* **本文**:

━━━━━━━━━━━━━━━━

妊活で大事なことの一つに、「子宮内をできるだけ受精卵が着床しやすい状態にしておく」ということが挙げられます。しかし、「子宮内膜ポリープ」ができてしまうと、受精卵の着床が妨げられてしまう恐れがあります。今回は、子宮内膜ポリープができる原因や症状、治療法のほか、妊娠への影響などをご説明します。
子宮内膜ポリープとは?
「子宮内膜ポリープ」とは、子宮内膜から子宮の内側に向かって、キノコのように突き出た腫瘍のことをいいます。「胃にポリープができた」という話を聞いたことがある人もいると思いますが、子宮内膜ポリープも形状は似ています。
大きさは1cm未満のものが多いですが、2cm以上のポリープも10~20%ほどの割合で見つかります。多くは1つだけの単体でできますが、いくつか発生することもあります(※1)。ほとんどの場合が良性ですが、稀に悪性(がん)のこともあるので、慎重に検査する必要があります(※2)。

━━━━━━━━━━━━━━━━

* **対象データ**:

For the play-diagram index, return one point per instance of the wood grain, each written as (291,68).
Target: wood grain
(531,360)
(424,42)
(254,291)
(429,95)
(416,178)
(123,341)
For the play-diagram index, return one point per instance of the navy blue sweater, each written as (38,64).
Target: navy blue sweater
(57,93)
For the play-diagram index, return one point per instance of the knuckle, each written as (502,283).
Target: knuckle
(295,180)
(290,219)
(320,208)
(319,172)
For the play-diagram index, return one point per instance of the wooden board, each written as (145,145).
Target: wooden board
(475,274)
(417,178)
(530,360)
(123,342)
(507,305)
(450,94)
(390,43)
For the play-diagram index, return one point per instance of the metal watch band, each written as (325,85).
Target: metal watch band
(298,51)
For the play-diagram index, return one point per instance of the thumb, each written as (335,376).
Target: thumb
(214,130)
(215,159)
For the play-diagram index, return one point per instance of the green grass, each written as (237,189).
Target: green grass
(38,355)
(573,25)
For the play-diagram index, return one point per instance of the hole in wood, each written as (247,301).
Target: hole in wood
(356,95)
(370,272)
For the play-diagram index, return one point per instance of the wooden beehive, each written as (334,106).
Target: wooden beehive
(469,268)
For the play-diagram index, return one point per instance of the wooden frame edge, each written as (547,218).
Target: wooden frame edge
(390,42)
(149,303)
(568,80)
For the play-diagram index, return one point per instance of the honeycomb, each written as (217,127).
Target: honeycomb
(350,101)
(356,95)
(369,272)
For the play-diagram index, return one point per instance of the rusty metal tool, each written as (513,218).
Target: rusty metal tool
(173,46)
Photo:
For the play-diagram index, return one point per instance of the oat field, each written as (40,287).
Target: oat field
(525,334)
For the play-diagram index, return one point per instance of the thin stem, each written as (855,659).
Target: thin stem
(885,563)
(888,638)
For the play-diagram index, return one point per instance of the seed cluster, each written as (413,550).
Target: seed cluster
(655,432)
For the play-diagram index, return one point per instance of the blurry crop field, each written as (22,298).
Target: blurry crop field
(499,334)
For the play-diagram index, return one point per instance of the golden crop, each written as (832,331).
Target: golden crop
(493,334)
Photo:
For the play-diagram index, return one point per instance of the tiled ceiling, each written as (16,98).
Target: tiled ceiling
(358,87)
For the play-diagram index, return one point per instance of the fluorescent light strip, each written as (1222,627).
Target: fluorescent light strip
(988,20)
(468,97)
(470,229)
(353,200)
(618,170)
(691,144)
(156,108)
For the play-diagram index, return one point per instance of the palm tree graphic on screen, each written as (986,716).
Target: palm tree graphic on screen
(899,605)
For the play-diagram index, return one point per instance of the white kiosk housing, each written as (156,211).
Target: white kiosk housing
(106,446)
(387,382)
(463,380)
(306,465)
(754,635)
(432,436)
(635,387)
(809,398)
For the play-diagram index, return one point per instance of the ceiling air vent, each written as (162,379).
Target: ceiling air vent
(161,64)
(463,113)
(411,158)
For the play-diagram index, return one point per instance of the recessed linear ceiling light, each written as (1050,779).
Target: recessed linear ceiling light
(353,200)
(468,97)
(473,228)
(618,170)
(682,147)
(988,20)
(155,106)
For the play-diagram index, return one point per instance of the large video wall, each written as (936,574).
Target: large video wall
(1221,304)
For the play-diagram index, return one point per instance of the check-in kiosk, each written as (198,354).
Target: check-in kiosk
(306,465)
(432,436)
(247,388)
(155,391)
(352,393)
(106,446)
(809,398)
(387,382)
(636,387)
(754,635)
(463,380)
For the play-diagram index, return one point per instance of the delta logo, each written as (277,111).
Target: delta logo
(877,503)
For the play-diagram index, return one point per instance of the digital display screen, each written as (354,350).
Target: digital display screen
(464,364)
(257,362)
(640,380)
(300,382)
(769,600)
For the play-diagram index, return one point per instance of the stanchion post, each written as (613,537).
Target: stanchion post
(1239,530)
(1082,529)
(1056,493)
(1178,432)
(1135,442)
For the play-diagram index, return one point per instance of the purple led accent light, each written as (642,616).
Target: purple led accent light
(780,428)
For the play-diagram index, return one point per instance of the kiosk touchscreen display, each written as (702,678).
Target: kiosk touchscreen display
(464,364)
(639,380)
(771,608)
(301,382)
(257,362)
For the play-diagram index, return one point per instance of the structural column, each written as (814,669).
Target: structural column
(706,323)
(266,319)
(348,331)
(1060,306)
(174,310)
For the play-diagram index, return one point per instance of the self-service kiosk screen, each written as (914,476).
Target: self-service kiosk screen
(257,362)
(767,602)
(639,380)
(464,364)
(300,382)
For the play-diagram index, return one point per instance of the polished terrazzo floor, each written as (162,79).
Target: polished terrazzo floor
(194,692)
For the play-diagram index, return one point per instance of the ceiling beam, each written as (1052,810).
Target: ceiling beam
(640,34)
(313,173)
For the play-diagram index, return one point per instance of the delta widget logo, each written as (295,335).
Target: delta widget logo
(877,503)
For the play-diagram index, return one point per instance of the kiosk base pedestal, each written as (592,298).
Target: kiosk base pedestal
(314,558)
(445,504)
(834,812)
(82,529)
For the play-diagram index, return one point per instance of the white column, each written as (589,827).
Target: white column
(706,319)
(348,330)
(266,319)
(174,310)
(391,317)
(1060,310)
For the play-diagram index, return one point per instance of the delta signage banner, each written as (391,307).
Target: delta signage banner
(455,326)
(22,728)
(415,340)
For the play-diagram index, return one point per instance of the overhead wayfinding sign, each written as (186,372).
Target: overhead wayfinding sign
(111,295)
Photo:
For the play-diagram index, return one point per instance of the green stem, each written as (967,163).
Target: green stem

━━━━━━━━━━━━━━━━

* **課題一覧**:
(A) 子宮内膜ポリープについての本文で、「今回は、」で始まる一文は、これから説明する事柄として何を挙げていますか。すべて答えてください。
(B) 子宮内膜ポリープについての本文を、最後の文の後から書き進めてください。

* **解答一覧**:
(A)
- 原因
- 症状
- 治療法
- 妊娠への影響

(B)
子宮内膜ポリープは、40~50代に多く見られますが、妊娠を望んでいてもなかなか授からない不妊の女性のうち、子宮内膜ポリープが見つかった割合は約20%という報告もあるため、年齢を問わず注意したい病気です(※1,2)。
子宮内膜ポリープの原因は?
子宮内膜ポリープができる原因は詳しくわかっていませんが、女性ホルモンの一つである「エストロゲン(卵胞ホルモン)」の刺激によって発生するのではないか、と考えられています(※1,3)。
エストロゲンが過剰に分泌されている場合や、エストロゲンに対する子宮内膜の感受性が強い場合、子宮内膜が過剰に増殖し、子宮内膜ポリープだけでなく子宮内膜症などの病気リスクも高まります。
ただし、エストロゲン分泌が活発なのは20~30代で、閉経を迎えると分泌量が減少していくのに対して、子宮内膜ポリープがよく見られる年齢が40~50代であるため、エストロゲンの刺激以外にも様々な要因が関係して発症している可能性があります。
子宮内膜ポリープの症状は?
子宮内膜ポリープができても、特に小さい場合は自覚症状がほとんどありません。婦人科で定期検診を受けたときに偶然発見される、というケースも少なくありません。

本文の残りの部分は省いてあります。